To do -
a. In the sweet sorghum news article, where does sweet sorghum rank among the world's grain crops?
b. Carry on the news article about sweet sorghum past its final sentence.

Sweet sorghum, clean miracle crop for feed and fuel
12 hours ago

WASHINGTON (AFP) — The hardy sweet sorghum plant could be the miracle crop that provides cheap animal feed and fuel without straining the world’s food supply or harming the environment, said scientists working on a pilot farming project in India.

“We consider sweet sorghum an ideal ‘smart crop’ because it produces food as well as fuel,” William Dar, Director General of the non-profit International Crops Research Institute for the Semi-Arid Tropics (ICRISAT) said in a statement.

Sweet sorghum (Sorghum bicolor) is the world’s fifth largest grain crop after rice, corn, wheat and barley.

It grows in dry conditions, tolerates heat, salt and waterlogging, making it an ideal crop for semi-arid areas where many of the world’s poor live, ICRISAT agronomist Mark Winslow said in an interview with AFP.

The plant grows to a height of 2.6-4.0 meters (8-12 feet) and looks like corn. Its stalks are crushed yielding sweet juice that is fermented and distilled to obtain bioethanol, a clean burning fuel with a high octane rating.

Material supplied -

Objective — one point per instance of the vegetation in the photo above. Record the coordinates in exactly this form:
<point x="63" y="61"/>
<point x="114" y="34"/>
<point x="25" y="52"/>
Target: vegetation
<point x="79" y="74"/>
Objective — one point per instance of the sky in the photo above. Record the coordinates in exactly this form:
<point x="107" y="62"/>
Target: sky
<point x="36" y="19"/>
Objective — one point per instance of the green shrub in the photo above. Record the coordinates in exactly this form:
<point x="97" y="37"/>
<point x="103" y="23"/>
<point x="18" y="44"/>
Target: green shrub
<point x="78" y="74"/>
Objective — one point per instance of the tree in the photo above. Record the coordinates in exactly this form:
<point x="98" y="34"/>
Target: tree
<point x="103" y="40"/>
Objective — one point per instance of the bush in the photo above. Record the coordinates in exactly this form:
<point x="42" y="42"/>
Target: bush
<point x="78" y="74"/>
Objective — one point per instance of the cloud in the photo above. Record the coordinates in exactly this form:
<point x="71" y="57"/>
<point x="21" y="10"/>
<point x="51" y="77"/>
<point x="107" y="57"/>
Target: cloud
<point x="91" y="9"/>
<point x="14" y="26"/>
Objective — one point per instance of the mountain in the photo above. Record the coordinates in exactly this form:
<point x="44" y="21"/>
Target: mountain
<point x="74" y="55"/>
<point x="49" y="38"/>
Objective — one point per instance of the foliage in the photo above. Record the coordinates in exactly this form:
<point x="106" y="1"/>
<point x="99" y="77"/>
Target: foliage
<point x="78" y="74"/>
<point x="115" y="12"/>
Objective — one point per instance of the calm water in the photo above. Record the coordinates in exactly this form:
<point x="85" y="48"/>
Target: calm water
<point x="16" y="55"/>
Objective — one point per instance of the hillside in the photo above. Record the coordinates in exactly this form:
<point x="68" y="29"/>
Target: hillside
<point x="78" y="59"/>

Exercise results -
a. It is the world's fifth largest grain crop, after rice, corn, wheat and barley.

b.
It has high positive energy balance, producing about eight units of energy for every unit of energy invested in its cultivation and production, roughly equivalent to sugarcane and about four times greater than the energy produced by corn.

Sweet sorghum requires little or no irrigation, limiting the use of fuel-burning water pumps that emit carbon dioxide, the main greenhouse gas contributing to climate change, Winslow said.

“With proper management, smallholder farmers can improve their incomes by 20 percent compared to alternative crops in dry areas in India,” said Dar.

In partnership with Rusni Distilleries and some 791 farmers in Andhra Pradesh, India, ICRISAT helped to build and operate the world’s first commercial bioethanol plant, which began operations in June 2007.

Sweet sorghum in India costs 1.74 dollars to produce a gallon (3.78 liters) of ethanol, compared with 2.19 dollars for sugarcane and 2.12 dollars for corn, the research institute said.

Similar public-private-farmer partnership projects are also underway in the Philippines, Mexico, Mozambique and Kenya, as countries search for alternative fuels, India-based ICRISAT added.

The United States and European Union are also very interested in making biofuel from sweet sorghum, Winslow said.

The US Department of Agriculture is sponsoring an international conference in Houston, Texas, in August to examine the plant’s potential in ethanol production.

In addition to ethanol, “I think (sorghum) is going to be one of the two big crops in the tropics” that supply biofuel such as ethanol, the demand for which “far exceeds the supply” on the world market, Winslow said.

“It’s a win-win situation” for developing nations since it allows them to save money they now spend on oil imports and invest it in sweet sorghum-ethanol production in dry areas.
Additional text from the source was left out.